Format the lines in the entries below, from the line containing "Point to the garage" through the line containing "<point>185,224</point>", as a JSON list of strings with one string per line and blank lines omitted. Include only those lines, counting both end lines.

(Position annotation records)
## start
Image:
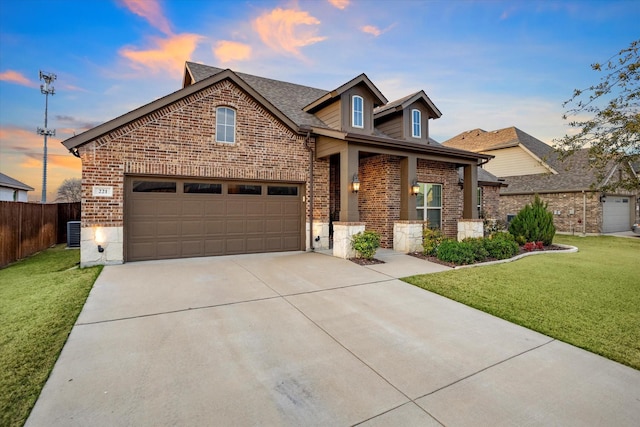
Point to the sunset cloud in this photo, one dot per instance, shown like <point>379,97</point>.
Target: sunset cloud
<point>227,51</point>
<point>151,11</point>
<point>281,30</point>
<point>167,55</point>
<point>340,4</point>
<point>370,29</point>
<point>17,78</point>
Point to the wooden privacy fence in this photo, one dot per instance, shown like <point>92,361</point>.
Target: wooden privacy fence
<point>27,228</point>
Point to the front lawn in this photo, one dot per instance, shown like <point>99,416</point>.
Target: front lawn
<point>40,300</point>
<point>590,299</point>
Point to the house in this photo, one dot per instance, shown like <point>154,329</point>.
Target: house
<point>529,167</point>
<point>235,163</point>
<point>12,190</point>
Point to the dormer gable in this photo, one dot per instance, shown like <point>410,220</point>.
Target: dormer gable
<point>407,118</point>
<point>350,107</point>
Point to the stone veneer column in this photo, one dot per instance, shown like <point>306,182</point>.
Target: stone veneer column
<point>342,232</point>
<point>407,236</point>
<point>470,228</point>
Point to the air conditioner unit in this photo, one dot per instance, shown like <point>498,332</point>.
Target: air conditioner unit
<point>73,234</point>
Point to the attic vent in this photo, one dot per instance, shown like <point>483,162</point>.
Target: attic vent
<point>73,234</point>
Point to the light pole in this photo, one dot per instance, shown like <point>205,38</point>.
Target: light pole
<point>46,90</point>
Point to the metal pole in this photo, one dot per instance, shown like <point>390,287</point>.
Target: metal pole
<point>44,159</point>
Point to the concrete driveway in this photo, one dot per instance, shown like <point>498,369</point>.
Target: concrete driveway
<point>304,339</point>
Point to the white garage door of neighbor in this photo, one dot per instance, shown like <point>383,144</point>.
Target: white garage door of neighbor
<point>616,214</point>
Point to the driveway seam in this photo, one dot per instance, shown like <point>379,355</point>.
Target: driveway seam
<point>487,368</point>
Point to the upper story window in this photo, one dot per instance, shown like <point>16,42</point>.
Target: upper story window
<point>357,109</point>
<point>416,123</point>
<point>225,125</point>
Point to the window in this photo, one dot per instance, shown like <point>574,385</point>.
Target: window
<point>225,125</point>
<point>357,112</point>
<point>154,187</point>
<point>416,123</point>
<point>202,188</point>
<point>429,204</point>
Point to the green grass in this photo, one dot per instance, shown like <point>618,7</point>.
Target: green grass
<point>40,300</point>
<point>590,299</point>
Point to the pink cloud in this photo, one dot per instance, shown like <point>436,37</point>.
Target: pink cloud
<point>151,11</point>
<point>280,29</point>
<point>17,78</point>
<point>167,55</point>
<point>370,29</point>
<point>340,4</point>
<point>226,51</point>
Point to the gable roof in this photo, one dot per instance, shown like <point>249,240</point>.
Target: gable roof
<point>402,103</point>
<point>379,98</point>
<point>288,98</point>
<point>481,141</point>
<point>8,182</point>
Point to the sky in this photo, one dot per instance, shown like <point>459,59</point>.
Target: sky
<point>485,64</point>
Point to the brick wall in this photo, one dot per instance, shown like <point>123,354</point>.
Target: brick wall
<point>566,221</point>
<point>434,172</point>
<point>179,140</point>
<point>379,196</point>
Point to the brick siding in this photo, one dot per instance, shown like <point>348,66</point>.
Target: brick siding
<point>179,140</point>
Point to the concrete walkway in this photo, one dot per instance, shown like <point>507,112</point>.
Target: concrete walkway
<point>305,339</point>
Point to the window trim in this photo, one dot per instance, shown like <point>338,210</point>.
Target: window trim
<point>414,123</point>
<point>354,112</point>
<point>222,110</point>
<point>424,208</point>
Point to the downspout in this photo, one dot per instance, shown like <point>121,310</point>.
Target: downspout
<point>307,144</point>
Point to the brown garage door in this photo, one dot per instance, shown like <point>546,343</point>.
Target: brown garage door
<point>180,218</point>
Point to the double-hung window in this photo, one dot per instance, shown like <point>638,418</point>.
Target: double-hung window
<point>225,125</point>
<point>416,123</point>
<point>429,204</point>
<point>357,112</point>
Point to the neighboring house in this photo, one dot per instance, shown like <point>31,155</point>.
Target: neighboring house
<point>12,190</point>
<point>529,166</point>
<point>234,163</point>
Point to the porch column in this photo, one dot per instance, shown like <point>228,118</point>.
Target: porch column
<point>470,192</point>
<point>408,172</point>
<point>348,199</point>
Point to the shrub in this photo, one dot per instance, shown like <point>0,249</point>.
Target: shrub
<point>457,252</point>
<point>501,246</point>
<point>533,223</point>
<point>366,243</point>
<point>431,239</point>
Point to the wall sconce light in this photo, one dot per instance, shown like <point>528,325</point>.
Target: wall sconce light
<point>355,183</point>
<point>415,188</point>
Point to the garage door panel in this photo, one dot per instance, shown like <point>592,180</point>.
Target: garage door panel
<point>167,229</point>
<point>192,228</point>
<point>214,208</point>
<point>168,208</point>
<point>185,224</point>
## end
## start
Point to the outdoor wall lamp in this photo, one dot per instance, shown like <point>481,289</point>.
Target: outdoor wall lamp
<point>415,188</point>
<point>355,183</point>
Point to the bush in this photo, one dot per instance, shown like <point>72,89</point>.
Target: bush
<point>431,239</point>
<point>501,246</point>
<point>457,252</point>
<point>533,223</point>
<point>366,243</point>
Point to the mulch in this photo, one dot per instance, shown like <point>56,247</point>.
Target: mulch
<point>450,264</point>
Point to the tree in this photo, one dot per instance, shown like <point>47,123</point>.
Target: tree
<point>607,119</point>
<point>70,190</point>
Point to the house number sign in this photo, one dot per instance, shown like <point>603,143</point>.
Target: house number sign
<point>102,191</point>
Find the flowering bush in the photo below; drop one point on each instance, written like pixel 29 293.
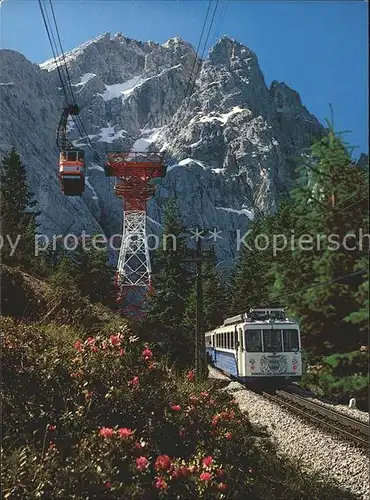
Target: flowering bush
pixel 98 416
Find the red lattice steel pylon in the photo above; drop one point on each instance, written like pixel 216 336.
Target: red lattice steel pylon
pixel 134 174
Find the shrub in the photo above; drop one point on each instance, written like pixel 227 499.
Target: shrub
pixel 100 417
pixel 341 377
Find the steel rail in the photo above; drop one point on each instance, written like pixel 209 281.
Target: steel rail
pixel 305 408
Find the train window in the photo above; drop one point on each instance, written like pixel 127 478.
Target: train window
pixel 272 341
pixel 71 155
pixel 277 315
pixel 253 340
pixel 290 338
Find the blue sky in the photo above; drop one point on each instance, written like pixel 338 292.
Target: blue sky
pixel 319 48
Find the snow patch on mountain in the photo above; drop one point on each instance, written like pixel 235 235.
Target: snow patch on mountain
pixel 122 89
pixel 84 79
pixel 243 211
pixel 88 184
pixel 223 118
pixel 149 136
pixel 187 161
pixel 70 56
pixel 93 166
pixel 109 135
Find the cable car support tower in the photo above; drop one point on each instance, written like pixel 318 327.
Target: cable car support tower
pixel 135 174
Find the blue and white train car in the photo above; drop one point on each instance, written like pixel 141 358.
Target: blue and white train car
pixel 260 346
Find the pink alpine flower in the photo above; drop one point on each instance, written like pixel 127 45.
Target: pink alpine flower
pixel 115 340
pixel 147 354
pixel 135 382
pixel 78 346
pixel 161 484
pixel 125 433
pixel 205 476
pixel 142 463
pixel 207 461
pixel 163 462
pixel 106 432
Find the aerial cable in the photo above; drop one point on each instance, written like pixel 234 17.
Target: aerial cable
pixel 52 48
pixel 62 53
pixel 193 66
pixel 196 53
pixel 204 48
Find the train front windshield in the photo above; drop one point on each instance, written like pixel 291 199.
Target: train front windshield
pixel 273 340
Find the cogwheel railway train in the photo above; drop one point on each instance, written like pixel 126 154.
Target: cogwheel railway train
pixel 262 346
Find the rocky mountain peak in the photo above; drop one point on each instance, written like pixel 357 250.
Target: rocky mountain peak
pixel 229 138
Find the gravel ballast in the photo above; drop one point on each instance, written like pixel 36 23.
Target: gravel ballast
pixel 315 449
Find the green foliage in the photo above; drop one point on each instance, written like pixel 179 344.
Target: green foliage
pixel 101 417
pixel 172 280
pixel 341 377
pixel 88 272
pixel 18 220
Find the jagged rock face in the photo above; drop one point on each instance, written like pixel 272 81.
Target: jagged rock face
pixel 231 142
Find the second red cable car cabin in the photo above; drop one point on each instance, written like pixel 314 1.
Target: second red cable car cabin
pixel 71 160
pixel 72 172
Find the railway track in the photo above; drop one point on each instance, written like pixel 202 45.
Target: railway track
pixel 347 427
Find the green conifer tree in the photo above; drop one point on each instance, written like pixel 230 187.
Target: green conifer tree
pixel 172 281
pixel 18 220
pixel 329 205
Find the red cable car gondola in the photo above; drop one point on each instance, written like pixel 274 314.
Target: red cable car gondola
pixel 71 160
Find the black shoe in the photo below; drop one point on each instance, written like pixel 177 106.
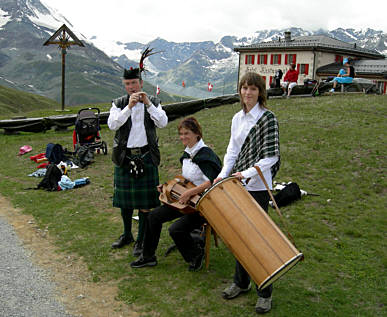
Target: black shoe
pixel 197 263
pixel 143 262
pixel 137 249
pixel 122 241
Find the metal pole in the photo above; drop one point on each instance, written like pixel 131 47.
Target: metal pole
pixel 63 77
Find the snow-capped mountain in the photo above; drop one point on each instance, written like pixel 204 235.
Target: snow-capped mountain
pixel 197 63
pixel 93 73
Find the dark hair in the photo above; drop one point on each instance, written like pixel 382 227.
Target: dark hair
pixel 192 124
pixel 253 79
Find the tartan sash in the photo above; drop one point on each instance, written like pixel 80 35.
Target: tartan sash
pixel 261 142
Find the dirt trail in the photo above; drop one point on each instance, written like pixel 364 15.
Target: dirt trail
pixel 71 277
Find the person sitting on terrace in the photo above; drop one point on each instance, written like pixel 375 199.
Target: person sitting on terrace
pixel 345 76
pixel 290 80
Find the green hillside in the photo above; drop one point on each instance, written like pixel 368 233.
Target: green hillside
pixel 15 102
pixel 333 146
## end
## Solution to this task
[
  "Point to the garage door panel in this photo, one dot per instance, shown like <point>592,180</point>.",
  "Target: garage door panel",
  "<point>167,229</point>",
  "<point>192,228</point>",
  "<point>214,208</point>",
  "<point>168,208</point>",
  "<point>185,224</point>"
]